**Problem description:** Write out the listing below again, precisely as it is given.

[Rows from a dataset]
*****
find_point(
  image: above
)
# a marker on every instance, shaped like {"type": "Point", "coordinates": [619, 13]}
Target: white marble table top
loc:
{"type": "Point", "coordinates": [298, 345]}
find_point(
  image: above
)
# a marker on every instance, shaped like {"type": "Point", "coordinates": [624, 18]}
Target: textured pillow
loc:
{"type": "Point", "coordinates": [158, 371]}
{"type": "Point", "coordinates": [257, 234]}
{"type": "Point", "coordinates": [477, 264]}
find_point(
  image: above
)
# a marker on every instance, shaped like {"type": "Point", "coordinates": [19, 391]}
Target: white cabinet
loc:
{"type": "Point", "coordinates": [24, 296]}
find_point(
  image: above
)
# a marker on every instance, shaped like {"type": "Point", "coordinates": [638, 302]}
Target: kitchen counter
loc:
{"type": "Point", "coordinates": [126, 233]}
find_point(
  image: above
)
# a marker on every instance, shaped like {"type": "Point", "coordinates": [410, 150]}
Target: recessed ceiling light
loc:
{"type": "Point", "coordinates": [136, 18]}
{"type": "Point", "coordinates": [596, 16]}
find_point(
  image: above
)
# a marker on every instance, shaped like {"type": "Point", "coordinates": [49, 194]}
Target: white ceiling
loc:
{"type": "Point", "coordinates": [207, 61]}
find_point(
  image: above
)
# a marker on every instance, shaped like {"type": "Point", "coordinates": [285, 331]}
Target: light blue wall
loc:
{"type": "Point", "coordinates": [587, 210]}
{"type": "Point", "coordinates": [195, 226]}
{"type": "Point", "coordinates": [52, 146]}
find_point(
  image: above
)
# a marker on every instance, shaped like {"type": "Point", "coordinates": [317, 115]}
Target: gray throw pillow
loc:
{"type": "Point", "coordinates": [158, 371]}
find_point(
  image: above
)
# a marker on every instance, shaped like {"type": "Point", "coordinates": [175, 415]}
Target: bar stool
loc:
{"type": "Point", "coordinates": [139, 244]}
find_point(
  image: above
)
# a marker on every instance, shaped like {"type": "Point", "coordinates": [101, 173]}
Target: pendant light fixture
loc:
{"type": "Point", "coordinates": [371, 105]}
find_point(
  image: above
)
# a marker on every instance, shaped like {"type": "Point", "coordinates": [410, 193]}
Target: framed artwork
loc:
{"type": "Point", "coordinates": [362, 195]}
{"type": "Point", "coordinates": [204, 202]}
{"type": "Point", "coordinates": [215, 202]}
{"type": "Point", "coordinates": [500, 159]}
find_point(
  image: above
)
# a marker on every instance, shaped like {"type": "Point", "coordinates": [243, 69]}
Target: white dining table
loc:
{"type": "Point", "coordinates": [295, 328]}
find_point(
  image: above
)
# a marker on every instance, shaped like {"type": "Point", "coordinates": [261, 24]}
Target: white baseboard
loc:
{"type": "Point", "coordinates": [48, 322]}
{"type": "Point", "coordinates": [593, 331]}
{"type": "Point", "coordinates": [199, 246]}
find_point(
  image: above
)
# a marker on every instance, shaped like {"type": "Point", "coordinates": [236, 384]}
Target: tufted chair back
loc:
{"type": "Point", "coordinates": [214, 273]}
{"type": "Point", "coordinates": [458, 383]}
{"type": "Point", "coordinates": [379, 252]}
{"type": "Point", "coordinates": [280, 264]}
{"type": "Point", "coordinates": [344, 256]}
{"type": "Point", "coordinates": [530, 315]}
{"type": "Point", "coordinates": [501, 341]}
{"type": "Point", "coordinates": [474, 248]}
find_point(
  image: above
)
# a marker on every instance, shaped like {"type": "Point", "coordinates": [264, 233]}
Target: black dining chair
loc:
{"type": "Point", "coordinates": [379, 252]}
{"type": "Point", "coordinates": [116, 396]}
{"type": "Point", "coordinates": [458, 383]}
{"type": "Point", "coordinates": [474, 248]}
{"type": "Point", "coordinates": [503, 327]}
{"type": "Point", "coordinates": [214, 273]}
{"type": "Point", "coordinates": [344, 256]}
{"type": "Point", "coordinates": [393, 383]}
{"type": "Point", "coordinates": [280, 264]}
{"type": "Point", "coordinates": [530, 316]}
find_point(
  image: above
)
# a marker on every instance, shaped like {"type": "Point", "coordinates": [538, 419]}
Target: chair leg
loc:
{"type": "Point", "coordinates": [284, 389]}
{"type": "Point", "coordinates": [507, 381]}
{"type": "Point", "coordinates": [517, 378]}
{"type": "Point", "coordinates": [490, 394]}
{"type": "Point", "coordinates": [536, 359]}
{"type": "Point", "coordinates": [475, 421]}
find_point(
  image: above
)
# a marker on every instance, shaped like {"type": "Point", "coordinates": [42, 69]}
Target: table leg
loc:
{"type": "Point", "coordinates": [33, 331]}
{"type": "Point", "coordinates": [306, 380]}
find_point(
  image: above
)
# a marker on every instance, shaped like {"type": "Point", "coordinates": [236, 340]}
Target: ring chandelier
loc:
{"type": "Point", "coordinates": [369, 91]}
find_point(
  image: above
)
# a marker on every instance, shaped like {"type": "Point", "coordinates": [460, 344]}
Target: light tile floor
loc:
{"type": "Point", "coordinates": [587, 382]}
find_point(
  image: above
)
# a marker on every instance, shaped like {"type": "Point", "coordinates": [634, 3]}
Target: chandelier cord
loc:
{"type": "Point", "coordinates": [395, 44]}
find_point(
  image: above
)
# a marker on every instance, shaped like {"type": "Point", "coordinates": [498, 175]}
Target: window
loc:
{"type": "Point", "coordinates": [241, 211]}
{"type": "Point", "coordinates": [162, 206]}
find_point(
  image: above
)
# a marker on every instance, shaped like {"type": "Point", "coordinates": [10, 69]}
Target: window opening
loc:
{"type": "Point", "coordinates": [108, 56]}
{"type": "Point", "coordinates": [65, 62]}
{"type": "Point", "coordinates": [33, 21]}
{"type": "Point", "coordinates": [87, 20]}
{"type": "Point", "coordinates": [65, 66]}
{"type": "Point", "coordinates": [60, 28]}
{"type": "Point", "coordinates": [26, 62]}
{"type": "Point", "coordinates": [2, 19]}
*****
**Output for this exercise:**
find_point(
  image: above
)
# a marker on every instance, shaped like {"type": "Point", "coordinates": [619, 13]}
Target: white marble table top
loc:
{"type": "Point", "coordinates": [298, 345]}
find_point(
  image: above
)
# a marker on every instance, shaped like {"type": "Point", "coordinates": [624, 18]}
Target: textured pillow
loc:
{"type": "Point", "coordinates": [158, 371]}
{"type": "Point", "coordinates": [257, 234]}
{"type": "Point", "coordinates": [477, 264]}
find_point(
  image: above
)
# a marker on every instance, shaped like {"type": "Point", "coordinates": [19, 391]}
Target: white cabinet
loc:
{"type": "Point", "coordinates": [24, 296]}
find_point(
  image: above
)
# a marker on every instance, shaped like {"type": "Point", "coordinates": [638, 302]}
Target: kitchen counter
loc:
{"type": "Point", "coordinates": [126, 233]}
find_point(
  image: above
)
# a marker on every instance, shaped like {"type": "Point", "coordinates": [410, 150]}
Target: recessed ceiling light
loc:
{"type": "Point", "coordinates": [136, 18]}
{"type": "Point", "coordinates": [596, 16]}
find_point(
  image: above
)
# a marker on every instance, shaped like {"type": "Point", "coordinates": [49, 194]}
Target: white ceiling
loc:
{"type": "Point", "coordinates": [207, 61]}
find_point(
  image: above
)
# a marker on every instance, shaped like {"type": "Point", "coordinates": [285, 331]}
Target: light blue wall
loc:
{"type": "Point", "coordinates": [587, 210]}
{"type": "Point", "coordinates": [195, 226]}
{"type": "Point", "coordinates": [52, 146]}
find_point(
  image: above
)
# a marker on every instance, shaped like {"type": "Point", "coordinates": [317, 115]}
Target: gray throw pillow
loc:
{"type": "Point", "coordinates": [158, 371]}
find_point(
  image: above
)
# a marker on every instance, shaped like {"type": "Point", "coordinates": [175, 415]}
Target: bar stool
loc:
{"type": "Point", "coordinates": [139, 244]}
find_point(
  image: above
)
# a marker on every instance, shaped like {"type": "Point", "coordinates": [101, 173]}
Target: pendant light fixture
loc:
{"type": "Point", "coordinates": [371, 105]}
find_point(
  image: above
)
# a marker on every instance, shaped like {"type": "Point", "coordinates": [410, 193]}
Target: framed artwork
loc:
{"type": "Point", "coordinates": [362, 195]}
{"type": "Point", "coordinates": [204, 202]}
{"type": "Point", "coordinates": [215, 202]}
{"type": "Point", "coordinates": [500, 159]}
find_point(
  image: above
)
# a marker on every instance, shaped like {"type": "Point", "coordinates": [243, 69]}
Target: white dining table
loc:
{"type": "Point", "coordinates": [295, 328]}
find_point(
  image: above
)
# a marker on every instance, shaped like {"type": "Point", "coordinates": [261, 24]}
Target: white baseboard
loc:
{"type": "Point", "coordinates": [48, 322]}
{"type": "Point", "coordinates": [593, 331]}
{"type": "Point", "coordinates": [199, 246]}
find_point(
  image: above
)
# a marker on every instance, shaped like {"type": "Point", "coordinates": [236, 384]}
Target: tufted chair back
loc:
{"type": "Point", "coordinates": [214, 273]}
{"type": "Point", "coordinates": [458, 383]}
{"type": "Point", "coordinates": [379, 252]}
{"type": "Point", "coordinates": [280, 264]}
{"type": "Point", "coordinates": [344, 256]}
{"type": "Point", "coordinates": [530, 315]}
{"type": "Point", "coordinates": [501, 341]}
{"type": "Point", "coordinates": [474, 248]}
find_point(
  image: above
)
# a marker on every instance, shaped like {"type": "Point", "coordinates": [264, 233]}
Target: black dining chair
loc:
{"type": "Point", "coordinates": [379, 252]}
{"type": "Point", "coordinates": [116, 396]}
{"type": "Point", "coordinates": [458, 383]}
{"type": "Point", "coordinates": [474, 248]}
{"type": "Point", "coordinates": [503, 327]}
{"type": "Point", "coordinates": [214, 273]}
{"type": "Point", "coordinates": [344, 256]}
{"type": "Point", "coordinates": [393, 383]}
{"type": "Point", "coordinates": [280, 264]}
{"type": "Point", "coordinates": [530, 316]}
find_point(
  image: above
)
# a marker on every instance, shaped like {"type": "Point", "coordinates": [538, 419]}
Target: chair leg
loc:
{"type": "Point", "coordinates": [284, 389]}
{"type": "Point", "coordinates": [507, 381]}
{"type": "Point", "coordinates": [517, 378]}
{"type": "Point", "coordinates": [490, 394]}
{"type": "Point", "coordinates": [536, 359]}
{"type": "Point", "coordinates": [475, 421]}
find_point(
  image: above
)
# a marker on every instance, shaped like {"type": "Point", "coordinates": [42, 69]}
Target: table leg
loc:
{"type": "Point", "coordinates": [33, 331]}
{"type": "Point", "coordinates": [306, 380]}
find_point(
  image: above
)
# a marker on every instance, shaped like {"type": "Point", "coordinates": [236, 340]}
Target: ring chandelier
loc:
{"type": "Point", "coordinates": [369, 91]}
find_point(
  image: above
)
# a marker on every instance, shaped like {"type": "Point", "coordinates": [460, 344]}
Target: light tile floor
loc:
{"type": "Point", "coordinates": [587, 382]}
find_point(
  image: above
)
# a marker on every instance, shaped like {"type": "Point", "coordinates": [634, 3]}
Target: chandelier cord
loc:
{"type": "Point", "coordinates": [395, 44]}
find_point(
  image: above
)
# a marker on every instance, shaped like {"type": "Point", "coordinates": [498, 175]}
Target: window
loc:
{"type": "Point", "coordinates": [241, 211]}
{"type": "Point", "coordinates": [162, 206]}
find_point(
  image: above
)
# a marker on every instance, shaped like {"type": "Point", "coordinates": [10, 69]}
Target: window opening
loc:
{"type": "Point", "coordinates": [108, 56]}
{"type": "Point", "coordinates": [65, 62]}
{"type": "Point", "coordinates": [33, 21]}
{"type": "Point", "coordinates": [87, 20]}
{"type": "Point", "coordinates": [65, 66]}
{"type": "Point", "coordinates": [60, 28]}
{"type": "Point", "coordinates": [26, 62]}
{"type": "Point", "coordinates": [2, 19]}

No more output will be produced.